> _Work task A_: Transcribe a passage from the article about Michael Finkelstein, beginning at the words "Finkelstein’s son was" and stopping after the words "integrated medicine practice.".
> _Work task B_: In the article about Michael Finkelstein, what is the name of the holistic health center he founded?
> _Work task C_: Resume the article about Michael Finkelstein's move to holistic medicine, picking up after its last sentence.

> _Selected text_:
● ● ● ●
Doc Learns to Go with the Flow with Integrated Medicine

After devoting 20 years of his life to the allopathic medical community, Michael Finkelstein, MD, made a 180-degree turn He left his position as medical director to pursue more holistic medicine.

After devoting 20 years of his life to the allopathic medical community, Michael Finkelstein, MD, made a 180-degree turn. He left his position as the medical director of Northern Westchester Hospital in Mt. Kisco, N.Y., to pursue what he calls more intuitive, holistic medicine as the founder and director of SunRaven, a holistic health center in Bedford, N.Y.

So, why make the switch?

“I had my practice, I was the medical director of the hospital, and I was turning 40,” Finkelstein recalls. “I was looking at all the things I had sort of pulled together, and was very pleased with that on paper. But in my heart I felt something was missing. I was 40, so I thought I was going through my mid-life crisis.”

Instead, he found what was missing.

It’s about relationships

Finkelstein’s son was age 7 at the time, and he was having trouble getting along well with friends in school. They went to a friend of the family for counseling, because Finkelstein was certain something was wrong. There was … but not what Finkelstein thought.

“My friend sat me down and said, ‘Michael, he doesn’t need me; he needs his father,’” Finkelstein explains. “It immediately got me to reflect on what I’d been doing and where my energies were placed — in particular, my relationship with my young child. When I was young, in addition to wanting to become a great doctor, I had aspired to become a great father. And so when I heard that from our friend, he sort of woke me up.”

At that same time, a man — a billionaire — from the community where Finkelstein lived, donated $1 million to Northern Westchester Hospital for the specific purpose of starting an integrated medicine practice.

“[The billionaire] gave the money to the hospital because that was where one of his homes was,” Finkelstein recalls. “Wherever he lived he would give money to the local hospital so that if he needed to receive care, the hospital would have the types of treatments he was interested in.”
● ● ● ●
> _Provided material_:
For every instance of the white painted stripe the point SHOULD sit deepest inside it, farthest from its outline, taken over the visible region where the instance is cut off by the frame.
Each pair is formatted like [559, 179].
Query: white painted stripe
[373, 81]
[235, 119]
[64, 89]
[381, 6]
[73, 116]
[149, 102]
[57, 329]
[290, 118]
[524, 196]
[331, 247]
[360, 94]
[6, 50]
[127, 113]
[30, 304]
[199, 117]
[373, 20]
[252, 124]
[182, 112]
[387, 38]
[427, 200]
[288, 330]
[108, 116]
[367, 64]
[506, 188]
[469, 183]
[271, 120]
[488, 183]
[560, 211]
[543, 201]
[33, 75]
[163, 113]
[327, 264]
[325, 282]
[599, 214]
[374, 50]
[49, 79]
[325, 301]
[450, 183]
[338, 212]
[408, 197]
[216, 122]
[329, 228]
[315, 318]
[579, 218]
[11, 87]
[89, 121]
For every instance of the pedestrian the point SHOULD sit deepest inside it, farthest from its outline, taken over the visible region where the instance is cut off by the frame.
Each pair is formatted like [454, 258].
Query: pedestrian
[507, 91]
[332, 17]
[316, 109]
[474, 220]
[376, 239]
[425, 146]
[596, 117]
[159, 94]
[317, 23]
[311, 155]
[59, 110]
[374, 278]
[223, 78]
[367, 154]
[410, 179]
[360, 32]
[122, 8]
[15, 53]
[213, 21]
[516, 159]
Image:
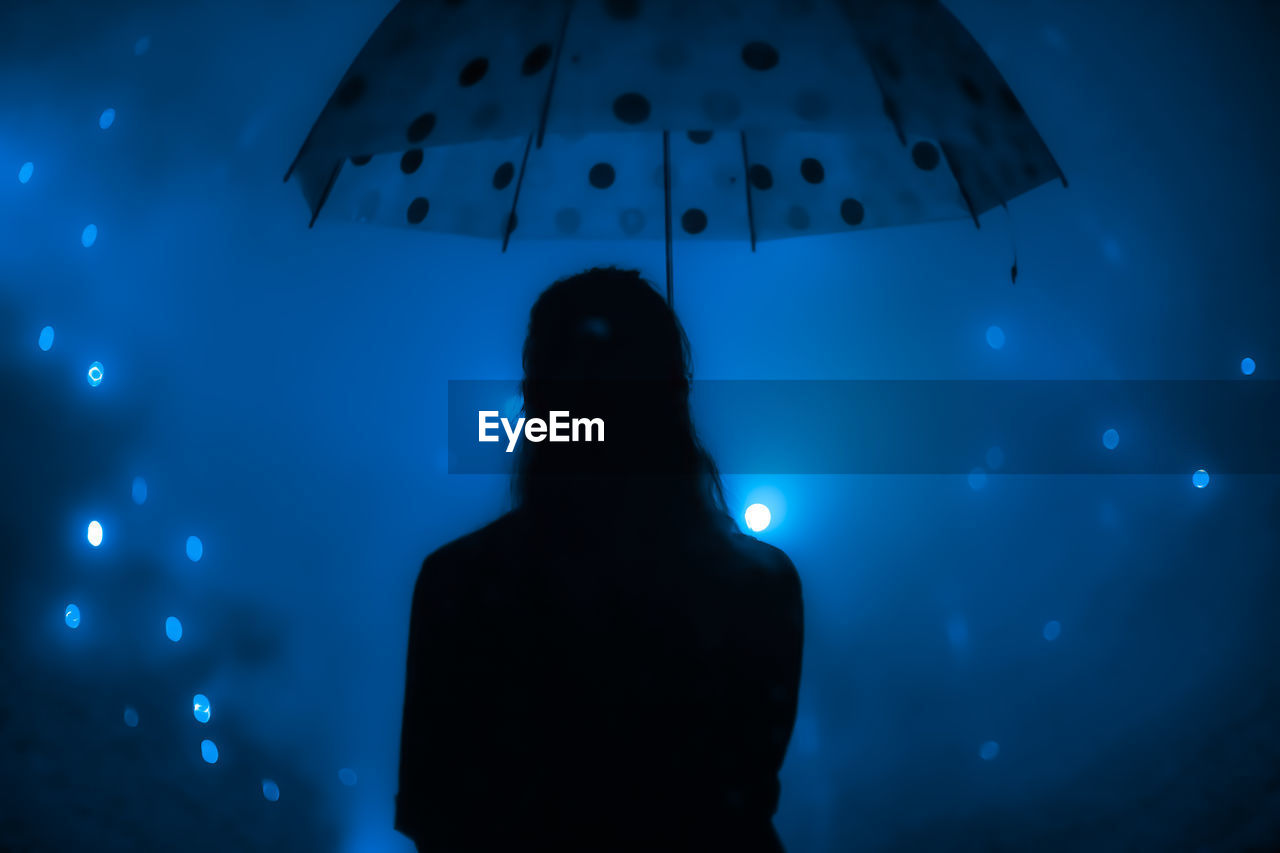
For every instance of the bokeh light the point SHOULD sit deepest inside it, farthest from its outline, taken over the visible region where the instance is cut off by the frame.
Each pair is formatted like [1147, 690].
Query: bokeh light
[757, 516]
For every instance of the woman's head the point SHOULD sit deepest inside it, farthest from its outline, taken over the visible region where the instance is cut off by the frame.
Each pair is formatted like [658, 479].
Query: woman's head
[603, 343]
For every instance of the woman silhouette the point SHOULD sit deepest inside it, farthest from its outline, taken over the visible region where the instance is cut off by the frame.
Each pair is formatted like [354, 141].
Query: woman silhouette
[612, 665]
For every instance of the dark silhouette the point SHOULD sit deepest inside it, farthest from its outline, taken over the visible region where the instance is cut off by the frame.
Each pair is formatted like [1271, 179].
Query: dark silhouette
[612, 665]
● ● ● ●
> _Task response A_:
Finkelstein’s son was age 7 at the time, and he was having trouble getting along well with friends in school. They went to a friend of the family for counseling, because Finkelstein was certain something was wrong. There was … but not what Finkelstein thought.

“My friend sat me down and said, ‘Michael, he doesn’t need me; he needs his father,’” Finkelstein explains. “It immediately got me to reflect on what I’d been doing and where my energies were placed — in particular, my relationship with my young child. When I was young, in addition to wanting to become a great doctor, I had aspired to become a great father. And so when I heard that from our friend, he sort of woke me up.”

At that same time, a man — a billionaire — from the community where Finkelstein lived, donated $1 million to Northern Westchester Hospital for the specific purpose of starting an integrated medicine practice.

> _Task response B_: SunRaven

> _Task response C_:
That obligated Finkelstein to learn about integrated medicine. And the more he learned, the more he saw another approach to healing; an approach that appealed to him. He began integrating it into his practice until he finally decided to close his internal medicine practice and just pursue integrated medicine.

Coming into focus

The difference now in the way he practices medicine is that he can now spend two or three hours with people instead of two minutes, Finkelstein explains. It also allowed him to slow down.

“It allowed me to focus,” he says. “And in the process of learning, I started to take better care of myself. And that was sort of the objective. The training I had received that obviously was intended for me to use on the patients was also, you know, allowing me to take care of myself with the same methodology. As a result, I became a much healthier, balanced person and, I think, a better father.”

But Finkelstein didn’t stop learning. He began developing an interest in energy medicine — a branch of complementary and alternative that believes the healer can channel healing energy into a patient. Finkelstein was skeptical at first, even cynical. But when he could no longer deny the feelings he was getting through various experiences, it opened his mind. He has since completed training as a level 2 Reiki practitioner.

“Physicians are taught not to touch patients,” Finkelstein explains. “You have a stethoscope in one hand, maybe, but that’s it. I think [touching is] a lost therapy, frankly. It certainly has a down side when it’s abused, so I can appreciate we need to be cautious. But I also thought Reiki was a particularly safe way of interacting with a patient because you don’t touch somebody. You let your hand hover over somebody; you can feel their warmth, they can feel your warmth, but they’re clothed. It’s particularly safe, but it’s a way to connect with people and show your real compassion, your concern, your care.”

Timing is everything

In 2005, as the $1 million that had funded the hospital’s operation of an integrated medicine practice was about to run out, Finkelstein saw the handwriting on the wall. He understood the vision and strategic plan of the hospital, and knew it did not include integrated medicine once the funding ran out. Anticipating that, he began looking for a place where he could focus on providing a more holistic approach to health and healing.

“I was looking for non-clinical-looking space, not a rental in an office building,” Finkelstein says. “I wanted a space, you know, a farm, essentially, where there was outdoor space and a garden. I was very passionate about gardening, and I felt that nature is not only a healing force, but it’s a source of inspiration.”

He would eventually purchase his neighbor’s house — a small farmhouse that had previously been the carriage house to his own home — and opened SunRaven. Soon thereafter, he published a book, 77 Questions For Skillful Living, that grew out of a questionnaire he provided to new patients.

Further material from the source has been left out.